_Tarea requerida 1_
Transcribe el pasaje del texto sobre la violencia escolar que comienza en las palabras "En la mayoría" y termina después de "en el colegio.".
_Tarea requerida 2_
Retoma el texto sobre la violencia escolar y prosíguelo a partir de su última oración.

Violencia escolar
Por Bernardita Yuraszeck, directora ejecutiva de la Fundación Impulso Docente
Tras 25 días de receso de invierno, los colegios volvieron a la presencialidad la semana pasada: un segundo “súper lunes” del año, tanto para las familias como para los equipos de los establecimientos que se prepararon para recibir nuevamente a sus estudiantes. Para muchos docentes, se trató de un día de mucha ansiedad y miedo a que se replicara lo vivido a comienzos de año, donde hechos de violencia inusuales fueron reportados por las propias escuelas.
En la mayoría de los colegios, según se mostró en los medios de comunicación, este segundo primer día de clases se desarrolló con normalidad. Hasta este martes, que se informó la reaparición de los llamados “overoles blancos” en las cercanías del Instituto Nacional y barricadas en las inmediaciones del Liceo Barros Borgoño. A su vez, se comunicó que dos estudiantes de un liceo en Yumbel resultaron heridas tras una pelea entre ellas en el colegio.

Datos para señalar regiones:
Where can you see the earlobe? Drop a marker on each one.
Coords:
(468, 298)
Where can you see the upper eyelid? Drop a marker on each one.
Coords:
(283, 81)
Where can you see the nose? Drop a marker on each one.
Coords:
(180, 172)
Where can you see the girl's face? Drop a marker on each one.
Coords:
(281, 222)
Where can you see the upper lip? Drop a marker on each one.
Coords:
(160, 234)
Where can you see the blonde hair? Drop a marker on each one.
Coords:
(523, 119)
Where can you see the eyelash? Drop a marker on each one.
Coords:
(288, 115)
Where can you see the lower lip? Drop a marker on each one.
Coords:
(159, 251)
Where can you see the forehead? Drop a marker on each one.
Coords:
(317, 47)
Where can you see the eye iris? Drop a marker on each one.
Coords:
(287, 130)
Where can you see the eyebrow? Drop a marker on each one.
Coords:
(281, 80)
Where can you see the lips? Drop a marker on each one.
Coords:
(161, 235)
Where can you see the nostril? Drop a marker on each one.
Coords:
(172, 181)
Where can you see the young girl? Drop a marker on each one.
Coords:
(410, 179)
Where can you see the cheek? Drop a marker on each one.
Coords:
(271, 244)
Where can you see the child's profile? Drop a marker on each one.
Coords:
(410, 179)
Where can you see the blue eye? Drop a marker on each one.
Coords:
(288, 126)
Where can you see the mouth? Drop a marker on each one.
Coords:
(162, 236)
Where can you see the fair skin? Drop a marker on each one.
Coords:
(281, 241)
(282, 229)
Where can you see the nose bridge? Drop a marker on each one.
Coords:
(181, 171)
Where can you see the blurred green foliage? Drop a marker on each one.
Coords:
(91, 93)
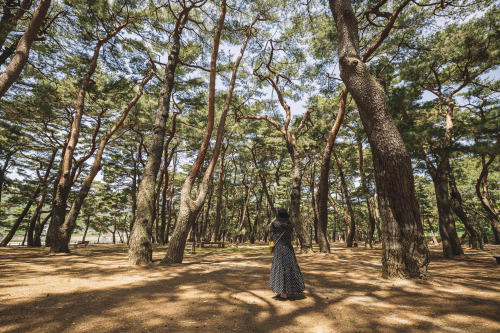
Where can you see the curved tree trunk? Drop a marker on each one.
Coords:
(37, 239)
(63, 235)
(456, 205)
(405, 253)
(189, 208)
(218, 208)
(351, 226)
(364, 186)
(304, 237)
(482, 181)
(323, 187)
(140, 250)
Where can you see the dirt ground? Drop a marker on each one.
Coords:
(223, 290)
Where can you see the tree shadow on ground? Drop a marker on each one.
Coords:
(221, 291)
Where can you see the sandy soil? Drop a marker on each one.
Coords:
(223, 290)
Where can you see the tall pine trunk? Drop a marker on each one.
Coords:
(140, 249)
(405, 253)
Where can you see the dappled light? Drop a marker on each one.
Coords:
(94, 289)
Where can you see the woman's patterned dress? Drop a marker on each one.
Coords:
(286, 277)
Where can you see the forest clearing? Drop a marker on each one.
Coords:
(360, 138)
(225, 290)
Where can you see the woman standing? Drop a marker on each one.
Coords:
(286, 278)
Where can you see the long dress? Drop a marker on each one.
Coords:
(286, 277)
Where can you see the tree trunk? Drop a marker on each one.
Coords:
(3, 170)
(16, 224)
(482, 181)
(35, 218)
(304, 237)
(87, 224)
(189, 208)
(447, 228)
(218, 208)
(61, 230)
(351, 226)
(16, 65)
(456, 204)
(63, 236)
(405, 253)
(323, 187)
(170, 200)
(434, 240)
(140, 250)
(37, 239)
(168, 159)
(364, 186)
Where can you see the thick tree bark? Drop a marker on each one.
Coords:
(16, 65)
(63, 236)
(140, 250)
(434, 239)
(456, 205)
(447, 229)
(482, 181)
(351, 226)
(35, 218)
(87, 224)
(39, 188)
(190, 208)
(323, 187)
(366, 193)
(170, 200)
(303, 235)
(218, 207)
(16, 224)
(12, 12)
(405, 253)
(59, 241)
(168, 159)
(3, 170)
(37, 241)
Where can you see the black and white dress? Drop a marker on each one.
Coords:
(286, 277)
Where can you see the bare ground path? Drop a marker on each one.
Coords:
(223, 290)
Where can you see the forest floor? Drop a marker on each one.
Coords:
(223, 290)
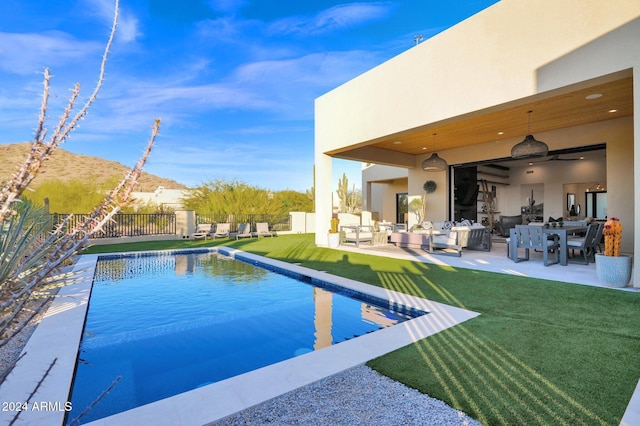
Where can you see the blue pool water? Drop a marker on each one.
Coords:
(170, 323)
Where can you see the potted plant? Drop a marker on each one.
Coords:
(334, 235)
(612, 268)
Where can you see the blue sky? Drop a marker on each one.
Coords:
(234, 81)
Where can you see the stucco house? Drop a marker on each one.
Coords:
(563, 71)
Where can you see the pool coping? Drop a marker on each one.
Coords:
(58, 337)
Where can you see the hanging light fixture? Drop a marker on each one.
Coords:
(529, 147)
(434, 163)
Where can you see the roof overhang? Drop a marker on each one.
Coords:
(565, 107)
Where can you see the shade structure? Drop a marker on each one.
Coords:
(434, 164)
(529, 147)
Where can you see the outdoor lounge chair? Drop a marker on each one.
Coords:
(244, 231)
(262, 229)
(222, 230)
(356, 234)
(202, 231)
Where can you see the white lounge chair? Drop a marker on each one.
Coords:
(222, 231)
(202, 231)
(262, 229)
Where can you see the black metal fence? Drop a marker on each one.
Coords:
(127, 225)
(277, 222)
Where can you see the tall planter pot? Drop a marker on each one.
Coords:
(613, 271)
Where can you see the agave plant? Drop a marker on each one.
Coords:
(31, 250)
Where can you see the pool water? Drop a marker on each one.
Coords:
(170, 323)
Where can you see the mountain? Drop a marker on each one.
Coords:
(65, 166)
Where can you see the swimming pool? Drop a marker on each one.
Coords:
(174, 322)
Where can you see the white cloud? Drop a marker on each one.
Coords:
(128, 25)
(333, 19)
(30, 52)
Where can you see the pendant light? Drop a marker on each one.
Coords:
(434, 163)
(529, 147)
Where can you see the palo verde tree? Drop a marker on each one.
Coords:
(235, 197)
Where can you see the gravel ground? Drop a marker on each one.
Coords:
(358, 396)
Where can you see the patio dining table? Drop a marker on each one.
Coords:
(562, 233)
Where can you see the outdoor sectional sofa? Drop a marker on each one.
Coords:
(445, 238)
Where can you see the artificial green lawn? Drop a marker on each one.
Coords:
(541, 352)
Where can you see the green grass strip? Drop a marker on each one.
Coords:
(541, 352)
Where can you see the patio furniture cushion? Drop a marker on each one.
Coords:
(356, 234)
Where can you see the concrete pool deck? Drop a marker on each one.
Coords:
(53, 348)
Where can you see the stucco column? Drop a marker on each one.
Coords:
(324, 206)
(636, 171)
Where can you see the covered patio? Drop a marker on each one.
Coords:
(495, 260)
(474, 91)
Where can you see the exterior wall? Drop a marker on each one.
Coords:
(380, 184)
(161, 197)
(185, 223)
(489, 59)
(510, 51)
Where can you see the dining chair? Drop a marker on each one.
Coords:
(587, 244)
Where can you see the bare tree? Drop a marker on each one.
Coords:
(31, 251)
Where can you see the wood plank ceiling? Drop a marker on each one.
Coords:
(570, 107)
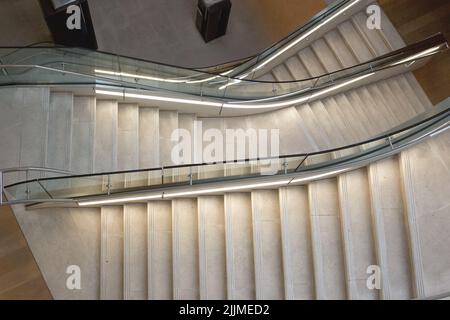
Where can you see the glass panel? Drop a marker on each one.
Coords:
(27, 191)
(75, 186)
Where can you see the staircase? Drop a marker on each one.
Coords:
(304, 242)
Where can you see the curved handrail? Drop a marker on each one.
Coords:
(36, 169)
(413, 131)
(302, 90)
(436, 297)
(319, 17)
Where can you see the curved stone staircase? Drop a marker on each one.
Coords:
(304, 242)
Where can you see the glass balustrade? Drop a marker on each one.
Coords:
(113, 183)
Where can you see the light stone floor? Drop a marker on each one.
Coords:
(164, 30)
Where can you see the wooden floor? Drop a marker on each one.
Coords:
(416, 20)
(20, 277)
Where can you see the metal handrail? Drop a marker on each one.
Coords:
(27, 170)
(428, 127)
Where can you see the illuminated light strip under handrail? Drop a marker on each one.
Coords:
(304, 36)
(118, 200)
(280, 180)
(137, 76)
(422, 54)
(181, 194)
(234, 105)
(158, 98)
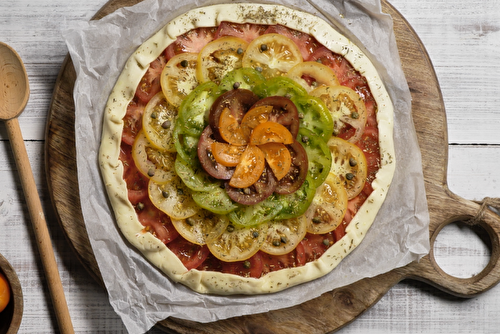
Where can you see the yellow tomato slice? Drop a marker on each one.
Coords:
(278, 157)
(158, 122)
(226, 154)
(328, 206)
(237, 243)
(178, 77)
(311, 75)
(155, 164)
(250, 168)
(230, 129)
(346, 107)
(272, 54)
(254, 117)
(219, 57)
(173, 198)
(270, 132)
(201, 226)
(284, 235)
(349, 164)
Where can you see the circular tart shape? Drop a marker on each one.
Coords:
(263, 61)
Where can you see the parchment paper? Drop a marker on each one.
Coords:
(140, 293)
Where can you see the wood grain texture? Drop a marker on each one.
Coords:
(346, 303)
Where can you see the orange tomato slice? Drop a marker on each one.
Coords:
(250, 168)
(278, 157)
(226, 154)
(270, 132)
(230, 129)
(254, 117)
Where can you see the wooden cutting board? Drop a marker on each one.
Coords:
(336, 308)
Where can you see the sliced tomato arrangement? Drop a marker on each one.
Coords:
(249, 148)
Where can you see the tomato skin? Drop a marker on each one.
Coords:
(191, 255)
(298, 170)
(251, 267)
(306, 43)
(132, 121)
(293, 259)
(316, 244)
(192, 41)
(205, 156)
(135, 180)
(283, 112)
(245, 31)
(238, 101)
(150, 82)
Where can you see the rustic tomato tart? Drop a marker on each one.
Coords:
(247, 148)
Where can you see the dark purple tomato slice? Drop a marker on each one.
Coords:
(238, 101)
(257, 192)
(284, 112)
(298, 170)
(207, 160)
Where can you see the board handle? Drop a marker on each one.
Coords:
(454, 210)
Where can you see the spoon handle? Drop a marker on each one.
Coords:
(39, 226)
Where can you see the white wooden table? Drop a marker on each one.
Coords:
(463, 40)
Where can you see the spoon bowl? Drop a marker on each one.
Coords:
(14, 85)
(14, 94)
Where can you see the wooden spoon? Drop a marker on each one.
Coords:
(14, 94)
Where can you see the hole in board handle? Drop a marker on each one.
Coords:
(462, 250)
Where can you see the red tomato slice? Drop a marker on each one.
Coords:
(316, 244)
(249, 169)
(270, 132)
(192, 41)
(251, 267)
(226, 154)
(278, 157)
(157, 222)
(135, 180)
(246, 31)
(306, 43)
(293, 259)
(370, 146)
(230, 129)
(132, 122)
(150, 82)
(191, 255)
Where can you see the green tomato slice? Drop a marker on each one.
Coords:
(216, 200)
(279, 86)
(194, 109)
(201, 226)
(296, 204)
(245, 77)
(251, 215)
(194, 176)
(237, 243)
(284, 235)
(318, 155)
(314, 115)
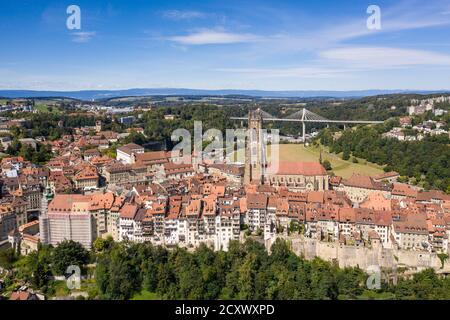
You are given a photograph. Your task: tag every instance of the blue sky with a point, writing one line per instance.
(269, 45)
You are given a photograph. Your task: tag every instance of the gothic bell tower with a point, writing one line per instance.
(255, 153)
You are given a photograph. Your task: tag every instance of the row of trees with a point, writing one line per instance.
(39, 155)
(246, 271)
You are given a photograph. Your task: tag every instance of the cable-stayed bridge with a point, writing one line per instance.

_Respuesta esperada 1_
En la mayoría de los colegios, según se mostró en los medios de comunicación, este segundo primer día de clases se desarrolló con normalidad. Hasta este martes, que se informó la reaparición de los llamados “overoles blancos” en las cercanías del Instituto Nacional y barricadas en las inmediaciones del Liceo Barros Borgoño. A su vez, se comunicó que dos estudiantes de un liceo en Yumbel resultaron heridas tras una pelea entre ellas en el colegio.

_Respuesta esperada 2_
Más allá de tratarse de hechos violentos puntuales, y que la violencia escolar no es un fenómeno nuevo, hay preguntas de fondo que hechos como estos abren y nos exigen parar para observar con más perspectiva el fenómeno. No hay que olvidar que venimos de un primer semestre en el que directivos recibieron amenazas de muerte y donde se registró un brutal aumento de denuncias de maltrato y discriminación entre estudiantes, 60% y 65% respectivamente, desde la vuelta a las clases presenciales.
Una primera pregunta es hasta dónde se puede hacer cargo solo la escuela de la violencia escolar. Es importante que contribuyan a hacerse cargo del problema y pongan los esfuerzos necesarios en ello, pero siempre bajo la premisa de que se trata de un problema más profundo que traspasa las paredes de un colegio.
Conversando con los docentes, se repite con frecuencia que se están enfrentando a situaciones nuevas, con estudiantes con mayores niveles de desregulación, con los cuales se hace difícil conversar, y también con apoderados que buscan una respuesta o solución en los propios docentes, quienes han tenido que asumir una multiplicidad de roles que escapan de sus manos.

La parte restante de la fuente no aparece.